*Brief*:
Repeat every entry in the listing below, exactly.

Point annotation records
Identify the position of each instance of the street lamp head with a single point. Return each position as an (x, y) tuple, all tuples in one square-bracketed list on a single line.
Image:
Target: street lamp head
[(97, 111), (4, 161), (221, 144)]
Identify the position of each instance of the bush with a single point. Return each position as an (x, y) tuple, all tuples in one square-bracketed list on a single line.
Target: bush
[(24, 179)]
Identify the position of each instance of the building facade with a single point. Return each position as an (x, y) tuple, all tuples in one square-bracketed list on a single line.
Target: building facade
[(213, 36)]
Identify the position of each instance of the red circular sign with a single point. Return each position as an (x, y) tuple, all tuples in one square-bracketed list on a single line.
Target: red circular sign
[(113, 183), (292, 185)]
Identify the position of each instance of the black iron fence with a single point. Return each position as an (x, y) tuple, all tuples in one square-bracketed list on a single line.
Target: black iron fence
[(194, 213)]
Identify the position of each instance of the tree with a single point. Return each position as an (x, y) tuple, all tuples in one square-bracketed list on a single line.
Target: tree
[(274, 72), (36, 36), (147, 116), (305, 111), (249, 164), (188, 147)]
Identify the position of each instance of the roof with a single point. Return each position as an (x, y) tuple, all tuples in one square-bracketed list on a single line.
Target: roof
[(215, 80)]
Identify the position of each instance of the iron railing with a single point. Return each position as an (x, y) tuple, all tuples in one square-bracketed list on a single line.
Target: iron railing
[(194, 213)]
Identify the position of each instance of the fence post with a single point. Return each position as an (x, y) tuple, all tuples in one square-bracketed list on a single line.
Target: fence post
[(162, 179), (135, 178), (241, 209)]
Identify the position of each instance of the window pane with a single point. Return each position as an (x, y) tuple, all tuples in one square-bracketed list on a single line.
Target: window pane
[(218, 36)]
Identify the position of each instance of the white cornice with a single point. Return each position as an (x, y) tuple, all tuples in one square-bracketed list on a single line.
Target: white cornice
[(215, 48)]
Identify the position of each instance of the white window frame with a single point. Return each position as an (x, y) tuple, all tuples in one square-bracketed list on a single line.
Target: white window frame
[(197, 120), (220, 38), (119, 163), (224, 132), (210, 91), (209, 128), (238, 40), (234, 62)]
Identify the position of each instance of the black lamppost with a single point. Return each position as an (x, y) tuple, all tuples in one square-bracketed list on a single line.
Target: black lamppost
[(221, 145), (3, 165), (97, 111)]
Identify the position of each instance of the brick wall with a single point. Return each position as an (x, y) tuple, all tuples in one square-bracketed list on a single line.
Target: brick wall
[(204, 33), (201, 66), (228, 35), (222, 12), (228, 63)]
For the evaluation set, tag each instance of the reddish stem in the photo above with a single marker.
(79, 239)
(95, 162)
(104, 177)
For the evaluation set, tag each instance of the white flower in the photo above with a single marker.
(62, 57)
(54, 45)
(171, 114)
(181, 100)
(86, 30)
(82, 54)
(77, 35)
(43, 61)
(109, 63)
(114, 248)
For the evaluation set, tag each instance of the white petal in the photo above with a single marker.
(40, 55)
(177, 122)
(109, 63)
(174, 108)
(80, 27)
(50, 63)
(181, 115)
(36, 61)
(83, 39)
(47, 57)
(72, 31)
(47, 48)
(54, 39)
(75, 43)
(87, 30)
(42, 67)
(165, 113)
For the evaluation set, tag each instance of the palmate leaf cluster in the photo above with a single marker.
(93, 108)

*Solution to the exercise*:
Identify the position of each instance of the street lamp head with a single point. Return each position as an (x, y) tuple, all tuples in one square-bracketed list on a single line.
Image:
Target: street lamp head
[(97, 111), (4, 161), (221, 144)]
Identify the position of each instance of the bush with a single point. Return each position as an (x, y) tuple, all tuples in one square-bracketed list on a single line.
Target: bush
[(24, 179)]
Identify the position of each instance of the building facade with a single point. Return each position as an (x, y) tuple, all tuples in one square-bracketed list on a single line.
Target: building facade
[(213, 36)]
Identify the position of each instance of the red circular sign with a single point. Return each position as an (x, y) tuple, all tuples in one square-bracketed list on a single line.
Target: red circular sign
[(113, 183), (292, 185)]
Identify the position of each instance of the black iron fence with a single point. Return each position as an (x, y) tuple, all tuples in one square-bracketed list on a single line.
Target: black iron fence
[(194, 213)]
Identify the position of each instance of the tree with a single point. Return each position as an (x, y) tuple, all tuples in one square-bracketed list on a single line.
Target: tree
[(274, 72), (36, 36), (147, 116), (305, 111), (249, 164), (188, 147)]
Identify the position of each instance of the roof with a single point. Return each position as an (x, y) tuple, all tuples in one square-bracketed list on a single line.
Target: roof
[(215, 80)]
Identify the position of each instance of the iron railing with a single point. Return each position as an (x, y) tuple, all tuples in one square-bracketed list on a single line.
Target: iron railing
[(194, 213)]
Identify the position of each instance of the fence post with a single point. Return each position as an (x, y) tuple, all tuples in one square-bracketed list on a single line.
Target: fence post
[(162, 179), (135, 178), (241, 209)]
Identify the position of each instance of the window pane with a single point. Return each position as an (x, y) tuple, all tuples in one square-bracketed list on a single line.
Target: window pane
[(218, 36)]
Identify the position of each instance of the white cornice with a single point. Return each position as an (x, y) tuple, all tuples in one square-bracketed list on a single line.
Target: white cornice
[(215, 48)]
Identify the position of each instance of the white window frame with a single point. Return each position as an (x, y) tuple, all tuples in one square-bracketed list on a single line.
Target: white window frame
[(197, 120), (220, 38), (119, 163), (224, 132), (210, 91), (209, 128), (238, 40), (234, 62)]
Identify the position of each instance of the black lamppost with a single point. Return each position as an (x, y) tuple, all tuples in one square-bracketed list on a single line.
Target: black lamppost
[(221, 145), (3, 165), (97, 111)]
Identify the position of each instance of the brick wall with a single point. Return each position as an (x, y) tuple, all tuples in one square-bracketed list on a single line.
Target: brick wall
[(204, 33), (201, 66), (228, 35), (222, 12), (228, 63)]
For the evaluation set, tag each instance of the reddish stem in the photo above with a single marker.
(79, 239)
(95, 162)
(104, 177)
For the evaluation set, tag each instance of the white flower in the photo above with a single marker.
(62, 57)
(54, 45)
(171, 114)
(181, 100)
(86, 30)
(82, 54)
(77, 35)
(43, 61)
(109, 63)
(114, 248)
For the evaluation set, tag each instance of the white petal in the photo above with a single marker.
(40, 55)
(177, 122)
(109, 63)
(174, 108)
(80, 27)
(50, 63)
(181, 115)
(36, 61)
(83, 39)
(47, 57)
(72, 31)
(47, 48)
(54, 39)
(75, 43)
(87, 30)
(42, 67)
(165, 113)
For the evaluation set, tag each instance of the palmate leaf cluster in the photo above with a single marker.
(93, 108)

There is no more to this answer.